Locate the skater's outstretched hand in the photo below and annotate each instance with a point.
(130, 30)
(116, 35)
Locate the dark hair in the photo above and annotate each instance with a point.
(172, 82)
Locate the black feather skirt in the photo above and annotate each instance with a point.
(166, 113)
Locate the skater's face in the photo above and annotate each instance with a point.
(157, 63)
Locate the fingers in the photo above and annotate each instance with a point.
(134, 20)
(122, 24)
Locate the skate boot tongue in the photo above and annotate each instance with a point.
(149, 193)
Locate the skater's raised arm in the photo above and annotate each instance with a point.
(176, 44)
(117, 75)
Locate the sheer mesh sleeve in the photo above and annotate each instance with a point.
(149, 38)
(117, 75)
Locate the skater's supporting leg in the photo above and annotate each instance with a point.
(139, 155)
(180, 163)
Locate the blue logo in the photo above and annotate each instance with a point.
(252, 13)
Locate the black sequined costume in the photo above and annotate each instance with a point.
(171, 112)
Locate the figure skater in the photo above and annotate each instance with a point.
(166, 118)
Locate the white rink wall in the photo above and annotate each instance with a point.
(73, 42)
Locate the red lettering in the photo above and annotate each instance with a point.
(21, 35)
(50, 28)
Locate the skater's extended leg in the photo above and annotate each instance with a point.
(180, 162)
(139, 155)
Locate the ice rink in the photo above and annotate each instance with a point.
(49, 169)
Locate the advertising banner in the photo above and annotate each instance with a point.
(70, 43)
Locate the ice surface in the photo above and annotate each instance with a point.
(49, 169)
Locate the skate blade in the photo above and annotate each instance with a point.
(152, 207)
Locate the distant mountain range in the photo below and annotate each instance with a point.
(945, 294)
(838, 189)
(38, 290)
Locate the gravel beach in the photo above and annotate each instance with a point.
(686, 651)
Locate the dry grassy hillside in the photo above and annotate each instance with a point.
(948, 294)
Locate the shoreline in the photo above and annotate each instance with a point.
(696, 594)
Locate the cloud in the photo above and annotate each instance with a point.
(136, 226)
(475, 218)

*WHAT YOU ARE ASKED TO DO*
Print every row above verbatim, from the first to the last.

*ANSWER BELOW*
Locate the skater's outstretched hand in the photo below and annotate each instance with a point.
(130, 30)
(116, 35)
Locate the dark hair in the photo above and annotate each instance with a point.
(172, 82)
Locate the black feather skirt in the photo above and annotate each instance with a point.
(166, 113)
Locate the skater's face in the photo above and annotate each instance with a point.
(157, 63)
Locate the fingers in the photo above and annotate each instance with a point.
(134, 20)
(122, 24)
Locate the skate boot tongue in the photo above and annotate each instance with a point.
(149, 193)
Locate the skater's raised arm in the photo above and annotate each instance with a point.
(176, 44)
(117, 75)
Locate the sheer mesh sleeve in the photo above and annotate each instance with a point.
(149, 38)
(117, 75)
Locate the skater's supporting leg in the photo above and annotate each instance with a point.
(139, 155)
(180, 163)
Locate the blue logo in the photo above and annotate each instance with a point.
(252, 13)
Locate the black sequined costume in the photo above and annotate each instance with a point.
(171, 112)
Locate the figure skater in the photo above and annotate each instance with a point.
(166, 118)
Locate the white rink wall in the photo above and annotate each instance with a point.
(73, 42)
Locate the red lettering in the photo above and annotate each instance with a point.
(21, 35)
(50, 28)
Locate the skater's extended leg in the photo above and annotate each instance with a point.
(180, 162)
(139, 155)
Locate the ice rink in the photo above and annotate each instance with a point.
(49, 169)
Locate the advertising banner in the photo above and annotate each instance with a point.
(70, 43)
Locate the ice surface in the photo above and annotate each instance with a point.
(49, 169)
Locate the skate blade in the photo above and annotate each instance with a point.
(152, 207)
Locate the distant mountain range in the photo below and annotate each instance with a point.
(945, 294)
(838, 189)
(38, 290)
Locate the gravel beach in the photo above and annotate each instance with a point.
(686, 651)
Locate the dry grassy hillside in the photo above and annotate each instance with a point.
(948, 294)
Locate the shoreline in the photo above and annotate each instance with a point.
(696, 594)
Locate the cloud in the photo above and annotate each instance with a point.
(136, 226)
(475, 218)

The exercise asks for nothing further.